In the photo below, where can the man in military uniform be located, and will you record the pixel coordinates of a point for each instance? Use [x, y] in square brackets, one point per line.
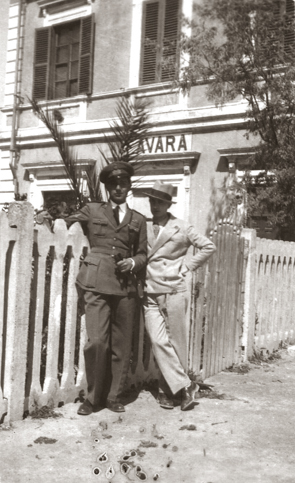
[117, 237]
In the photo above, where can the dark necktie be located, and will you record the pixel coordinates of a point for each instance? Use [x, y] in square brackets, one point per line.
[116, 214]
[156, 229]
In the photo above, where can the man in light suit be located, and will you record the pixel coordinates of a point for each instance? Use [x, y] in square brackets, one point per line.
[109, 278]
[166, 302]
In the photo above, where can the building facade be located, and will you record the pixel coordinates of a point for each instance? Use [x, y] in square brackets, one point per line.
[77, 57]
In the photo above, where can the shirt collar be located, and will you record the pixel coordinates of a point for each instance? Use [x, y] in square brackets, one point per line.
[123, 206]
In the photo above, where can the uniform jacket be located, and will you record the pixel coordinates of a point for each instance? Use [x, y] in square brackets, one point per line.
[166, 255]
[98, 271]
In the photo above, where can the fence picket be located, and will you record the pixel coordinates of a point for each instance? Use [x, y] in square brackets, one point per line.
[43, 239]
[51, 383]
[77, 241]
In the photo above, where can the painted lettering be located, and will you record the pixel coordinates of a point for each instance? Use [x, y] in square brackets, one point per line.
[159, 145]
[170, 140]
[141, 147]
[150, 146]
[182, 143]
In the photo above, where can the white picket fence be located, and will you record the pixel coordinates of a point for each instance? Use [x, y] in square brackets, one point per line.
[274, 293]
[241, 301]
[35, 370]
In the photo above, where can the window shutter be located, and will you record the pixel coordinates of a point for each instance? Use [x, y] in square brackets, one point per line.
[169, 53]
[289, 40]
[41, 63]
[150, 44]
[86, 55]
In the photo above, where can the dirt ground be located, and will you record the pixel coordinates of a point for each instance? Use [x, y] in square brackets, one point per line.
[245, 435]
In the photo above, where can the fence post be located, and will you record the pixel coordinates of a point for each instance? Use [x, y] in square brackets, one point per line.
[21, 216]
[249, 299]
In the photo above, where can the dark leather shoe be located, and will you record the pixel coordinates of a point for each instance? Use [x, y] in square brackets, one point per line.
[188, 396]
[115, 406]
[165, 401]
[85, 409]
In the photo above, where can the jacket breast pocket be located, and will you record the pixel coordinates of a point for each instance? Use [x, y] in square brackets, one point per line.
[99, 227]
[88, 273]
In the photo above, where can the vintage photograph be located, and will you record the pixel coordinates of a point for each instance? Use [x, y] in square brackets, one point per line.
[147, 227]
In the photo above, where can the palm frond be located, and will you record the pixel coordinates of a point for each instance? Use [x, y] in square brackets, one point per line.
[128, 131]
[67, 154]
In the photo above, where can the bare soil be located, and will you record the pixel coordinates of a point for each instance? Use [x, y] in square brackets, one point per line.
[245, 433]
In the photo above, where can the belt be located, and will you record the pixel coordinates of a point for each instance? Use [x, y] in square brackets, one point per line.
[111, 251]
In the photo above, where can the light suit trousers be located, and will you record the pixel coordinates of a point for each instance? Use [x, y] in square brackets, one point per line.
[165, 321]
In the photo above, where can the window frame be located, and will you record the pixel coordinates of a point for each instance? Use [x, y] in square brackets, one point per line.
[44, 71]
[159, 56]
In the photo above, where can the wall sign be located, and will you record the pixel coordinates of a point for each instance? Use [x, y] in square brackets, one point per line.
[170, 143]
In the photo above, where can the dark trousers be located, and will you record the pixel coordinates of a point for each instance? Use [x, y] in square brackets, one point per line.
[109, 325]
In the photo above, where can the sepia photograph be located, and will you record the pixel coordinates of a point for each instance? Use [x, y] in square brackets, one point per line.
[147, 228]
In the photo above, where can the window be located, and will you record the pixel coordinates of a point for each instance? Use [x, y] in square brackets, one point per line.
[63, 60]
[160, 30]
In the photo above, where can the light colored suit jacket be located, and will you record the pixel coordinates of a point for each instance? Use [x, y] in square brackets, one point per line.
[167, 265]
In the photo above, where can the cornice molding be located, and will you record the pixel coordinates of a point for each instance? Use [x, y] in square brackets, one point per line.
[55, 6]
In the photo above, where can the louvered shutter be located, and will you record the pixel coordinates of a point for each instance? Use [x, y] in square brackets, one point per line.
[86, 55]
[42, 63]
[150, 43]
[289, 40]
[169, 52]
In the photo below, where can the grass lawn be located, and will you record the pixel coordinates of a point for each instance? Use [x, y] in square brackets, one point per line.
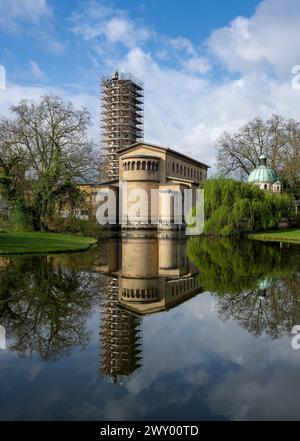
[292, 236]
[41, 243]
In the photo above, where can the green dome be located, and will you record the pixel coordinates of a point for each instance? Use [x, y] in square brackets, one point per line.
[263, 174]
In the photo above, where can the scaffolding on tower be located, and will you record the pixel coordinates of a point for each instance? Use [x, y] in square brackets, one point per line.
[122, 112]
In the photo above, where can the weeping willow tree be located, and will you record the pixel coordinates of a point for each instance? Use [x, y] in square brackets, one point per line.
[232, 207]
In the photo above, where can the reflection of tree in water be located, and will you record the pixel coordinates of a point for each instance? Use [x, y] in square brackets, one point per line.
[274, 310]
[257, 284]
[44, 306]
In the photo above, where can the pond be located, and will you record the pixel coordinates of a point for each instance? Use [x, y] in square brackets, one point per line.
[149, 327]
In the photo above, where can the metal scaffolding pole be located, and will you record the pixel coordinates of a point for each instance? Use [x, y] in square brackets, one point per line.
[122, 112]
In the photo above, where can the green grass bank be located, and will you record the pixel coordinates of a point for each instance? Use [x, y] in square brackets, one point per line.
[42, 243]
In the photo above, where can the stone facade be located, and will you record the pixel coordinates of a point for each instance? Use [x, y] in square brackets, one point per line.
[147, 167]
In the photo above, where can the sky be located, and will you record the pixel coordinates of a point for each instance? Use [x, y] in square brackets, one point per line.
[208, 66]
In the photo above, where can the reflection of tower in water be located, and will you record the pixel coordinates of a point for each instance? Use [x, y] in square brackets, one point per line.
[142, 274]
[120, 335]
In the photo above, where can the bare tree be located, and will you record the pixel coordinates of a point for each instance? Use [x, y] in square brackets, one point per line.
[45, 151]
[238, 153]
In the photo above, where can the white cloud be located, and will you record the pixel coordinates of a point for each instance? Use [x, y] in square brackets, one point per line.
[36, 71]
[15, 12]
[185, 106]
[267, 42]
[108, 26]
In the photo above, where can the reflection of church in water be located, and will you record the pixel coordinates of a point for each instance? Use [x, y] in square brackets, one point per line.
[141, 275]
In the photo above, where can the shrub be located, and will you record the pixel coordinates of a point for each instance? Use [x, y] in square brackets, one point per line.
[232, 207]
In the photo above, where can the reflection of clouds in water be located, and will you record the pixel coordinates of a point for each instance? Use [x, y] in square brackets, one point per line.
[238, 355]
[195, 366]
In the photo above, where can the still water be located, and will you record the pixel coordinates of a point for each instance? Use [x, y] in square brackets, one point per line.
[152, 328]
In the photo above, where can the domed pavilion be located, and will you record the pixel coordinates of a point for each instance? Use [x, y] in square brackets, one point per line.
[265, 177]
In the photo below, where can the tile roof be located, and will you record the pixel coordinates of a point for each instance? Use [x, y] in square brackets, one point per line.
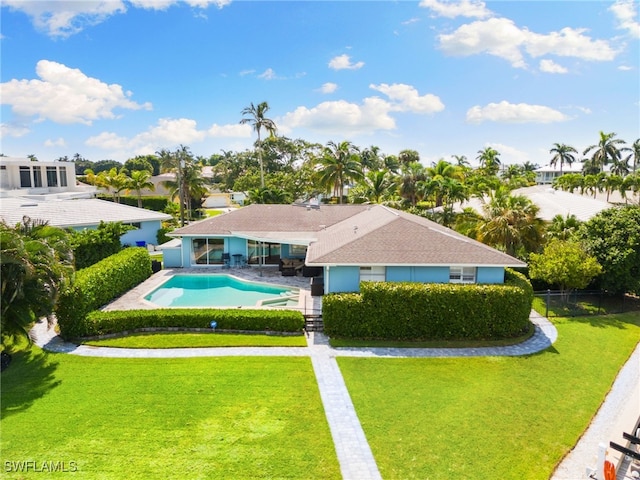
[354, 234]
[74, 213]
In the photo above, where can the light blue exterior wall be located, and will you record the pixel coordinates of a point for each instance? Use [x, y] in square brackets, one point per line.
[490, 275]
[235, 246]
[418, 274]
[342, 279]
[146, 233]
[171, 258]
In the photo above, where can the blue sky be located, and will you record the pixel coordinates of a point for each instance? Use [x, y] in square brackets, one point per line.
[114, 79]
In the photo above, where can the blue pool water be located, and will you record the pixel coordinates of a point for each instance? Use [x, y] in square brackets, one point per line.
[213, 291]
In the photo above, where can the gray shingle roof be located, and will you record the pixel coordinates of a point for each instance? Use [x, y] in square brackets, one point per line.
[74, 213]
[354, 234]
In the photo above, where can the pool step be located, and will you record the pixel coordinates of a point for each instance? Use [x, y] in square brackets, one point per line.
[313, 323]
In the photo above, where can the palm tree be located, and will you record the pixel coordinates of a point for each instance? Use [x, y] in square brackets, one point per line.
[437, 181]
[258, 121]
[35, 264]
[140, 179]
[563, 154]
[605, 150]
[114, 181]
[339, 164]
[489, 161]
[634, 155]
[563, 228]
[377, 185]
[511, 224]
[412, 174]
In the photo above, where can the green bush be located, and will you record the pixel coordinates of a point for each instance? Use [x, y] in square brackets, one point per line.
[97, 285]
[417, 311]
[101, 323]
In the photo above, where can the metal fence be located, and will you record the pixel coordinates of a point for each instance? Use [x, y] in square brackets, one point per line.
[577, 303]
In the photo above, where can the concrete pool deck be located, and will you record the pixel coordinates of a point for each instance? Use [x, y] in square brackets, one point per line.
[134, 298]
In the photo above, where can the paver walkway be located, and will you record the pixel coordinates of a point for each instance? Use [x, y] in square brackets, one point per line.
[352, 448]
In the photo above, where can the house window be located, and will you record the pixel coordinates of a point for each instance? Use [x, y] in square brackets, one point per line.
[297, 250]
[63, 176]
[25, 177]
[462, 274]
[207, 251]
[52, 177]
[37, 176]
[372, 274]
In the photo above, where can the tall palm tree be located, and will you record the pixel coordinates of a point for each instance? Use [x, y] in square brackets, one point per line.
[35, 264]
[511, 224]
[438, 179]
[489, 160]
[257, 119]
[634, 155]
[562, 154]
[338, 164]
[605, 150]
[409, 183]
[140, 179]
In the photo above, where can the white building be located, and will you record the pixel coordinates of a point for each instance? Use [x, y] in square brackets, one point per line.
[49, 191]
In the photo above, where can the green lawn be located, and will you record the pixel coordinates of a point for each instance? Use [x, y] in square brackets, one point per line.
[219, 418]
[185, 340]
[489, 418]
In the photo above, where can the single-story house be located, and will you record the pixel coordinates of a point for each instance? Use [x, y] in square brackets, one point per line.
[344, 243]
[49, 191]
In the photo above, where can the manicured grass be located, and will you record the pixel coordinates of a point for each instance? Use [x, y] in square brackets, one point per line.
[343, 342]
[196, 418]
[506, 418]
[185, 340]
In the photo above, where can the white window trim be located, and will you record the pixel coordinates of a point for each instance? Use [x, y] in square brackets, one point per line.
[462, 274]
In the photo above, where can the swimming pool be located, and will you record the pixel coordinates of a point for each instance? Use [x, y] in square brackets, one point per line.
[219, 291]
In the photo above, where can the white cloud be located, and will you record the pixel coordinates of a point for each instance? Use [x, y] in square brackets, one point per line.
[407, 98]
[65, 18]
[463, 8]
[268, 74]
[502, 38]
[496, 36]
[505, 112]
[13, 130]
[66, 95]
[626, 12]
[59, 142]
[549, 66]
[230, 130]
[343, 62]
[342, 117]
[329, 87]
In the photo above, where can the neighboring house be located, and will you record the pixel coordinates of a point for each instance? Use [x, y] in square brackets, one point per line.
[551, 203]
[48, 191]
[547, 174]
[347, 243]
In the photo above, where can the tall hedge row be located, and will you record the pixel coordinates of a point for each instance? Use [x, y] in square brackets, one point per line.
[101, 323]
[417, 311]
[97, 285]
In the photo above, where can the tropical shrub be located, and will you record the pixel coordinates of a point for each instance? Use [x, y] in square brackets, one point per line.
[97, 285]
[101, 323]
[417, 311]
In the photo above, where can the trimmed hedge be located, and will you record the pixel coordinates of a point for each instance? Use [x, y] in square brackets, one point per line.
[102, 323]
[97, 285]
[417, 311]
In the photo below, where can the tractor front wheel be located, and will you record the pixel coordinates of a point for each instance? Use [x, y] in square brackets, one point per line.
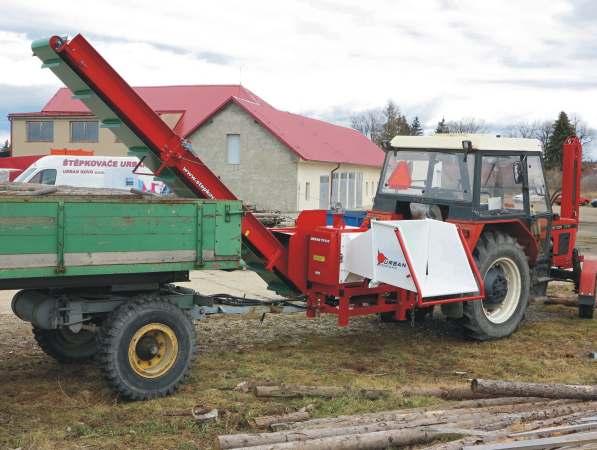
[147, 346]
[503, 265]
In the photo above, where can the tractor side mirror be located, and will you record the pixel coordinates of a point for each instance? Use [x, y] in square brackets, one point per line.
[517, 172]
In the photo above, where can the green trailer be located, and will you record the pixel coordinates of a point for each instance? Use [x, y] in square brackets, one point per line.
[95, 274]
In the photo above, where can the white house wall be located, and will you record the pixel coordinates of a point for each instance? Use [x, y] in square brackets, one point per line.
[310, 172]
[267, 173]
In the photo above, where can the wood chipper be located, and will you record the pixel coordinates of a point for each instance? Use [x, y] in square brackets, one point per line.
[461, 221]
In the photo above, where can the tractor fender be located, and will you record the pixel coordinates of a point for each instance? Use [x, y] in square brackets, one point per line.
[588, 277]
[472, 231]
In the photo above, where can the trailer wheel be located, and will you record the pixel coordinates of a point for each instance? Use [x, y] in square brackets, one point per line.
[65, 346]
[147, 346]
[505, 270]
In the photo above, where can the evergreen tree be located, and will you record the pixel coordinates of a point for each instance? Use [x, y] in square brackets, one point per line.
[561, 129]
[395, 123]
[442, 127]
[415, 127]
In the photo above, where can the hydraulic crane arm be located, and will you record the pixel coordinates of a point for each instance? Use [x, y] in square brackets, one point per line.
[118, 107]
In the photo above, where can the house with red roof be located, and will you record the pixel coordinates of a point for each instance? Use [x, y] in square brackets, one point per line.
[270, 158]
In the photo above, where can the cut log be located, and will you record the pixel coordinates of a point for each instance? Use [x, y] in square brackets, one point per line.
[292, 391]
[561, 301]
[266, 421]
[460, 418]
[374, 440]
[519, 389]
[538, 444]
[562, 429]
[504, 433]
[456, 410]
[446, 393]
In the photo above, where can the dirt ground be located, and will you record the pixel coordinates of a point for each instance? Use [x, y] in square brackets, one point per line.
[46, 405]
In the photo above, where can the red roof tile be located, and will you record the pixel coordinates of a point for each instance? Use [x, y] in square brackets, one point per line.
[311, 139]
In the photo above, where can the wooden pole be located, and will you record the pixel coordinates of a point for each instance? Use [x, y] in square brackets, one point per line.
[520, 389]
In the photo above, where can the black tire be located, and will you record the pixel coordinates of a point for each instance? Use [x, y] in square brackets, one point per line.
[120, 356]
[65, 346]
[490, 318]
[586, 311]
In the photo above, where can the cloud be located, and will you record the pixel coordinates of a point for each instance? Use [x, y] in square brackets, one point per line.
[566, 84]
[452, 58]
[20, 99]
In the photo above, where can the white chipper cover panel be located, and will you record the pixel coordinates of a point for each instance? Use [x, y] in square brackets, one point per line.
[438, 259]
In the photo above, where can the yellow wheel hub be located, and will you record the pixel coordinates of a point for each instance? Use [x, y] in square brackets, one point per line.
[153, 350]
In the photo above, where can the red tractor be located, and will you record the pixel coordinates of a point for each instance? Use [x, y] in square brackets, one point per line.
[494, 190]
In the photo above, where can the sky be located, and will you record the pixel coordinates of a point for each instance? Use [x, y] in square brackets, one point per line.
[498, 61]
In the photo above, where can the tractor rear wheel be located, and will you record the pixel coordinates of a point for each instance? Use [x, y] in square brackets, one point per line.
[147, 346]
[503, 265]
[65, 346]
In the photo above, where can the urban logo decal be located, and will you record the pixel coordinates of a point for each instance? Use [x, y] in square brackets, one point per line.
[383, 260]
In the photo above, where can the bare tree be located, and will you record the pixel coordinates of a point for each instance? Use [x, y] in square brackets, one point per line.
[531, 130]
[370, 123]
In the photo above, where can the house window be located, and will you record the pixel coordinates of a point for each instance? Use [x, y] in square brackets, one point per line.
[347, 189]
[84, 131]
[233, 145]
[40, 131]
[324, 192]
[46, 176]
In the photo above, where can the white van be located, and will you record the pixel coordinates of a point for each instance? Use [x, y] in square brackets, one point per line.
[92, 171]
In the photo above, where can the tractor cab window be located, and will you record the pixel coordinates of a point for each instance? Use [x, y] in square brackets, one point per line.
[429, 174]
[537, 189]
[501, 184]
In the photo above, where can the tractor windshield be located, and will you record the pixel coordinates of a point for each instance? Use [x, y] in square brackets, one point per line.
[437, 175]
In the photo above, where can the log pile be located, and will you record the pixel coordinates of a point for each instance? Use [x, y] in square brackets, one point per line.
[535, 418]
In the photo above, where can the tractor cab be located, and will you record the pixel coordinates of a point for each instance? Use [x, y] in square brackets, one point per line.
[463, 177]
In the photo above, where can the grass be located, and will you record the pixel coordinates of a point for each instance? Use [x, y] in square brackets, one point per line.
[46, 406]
----------
▶ WORK TASK
Exactly as they appear, print the lines from the one holding "In the photo above, where can the grass" through the final line of the entries, and no others.

▶ OUTPUT OF THE EXERCISE
In the photo above, where can the grass be located, and will you record the pixel coordinates of a point for each instance? Use [x, y] in square brackets, one point per line.
[46, 406]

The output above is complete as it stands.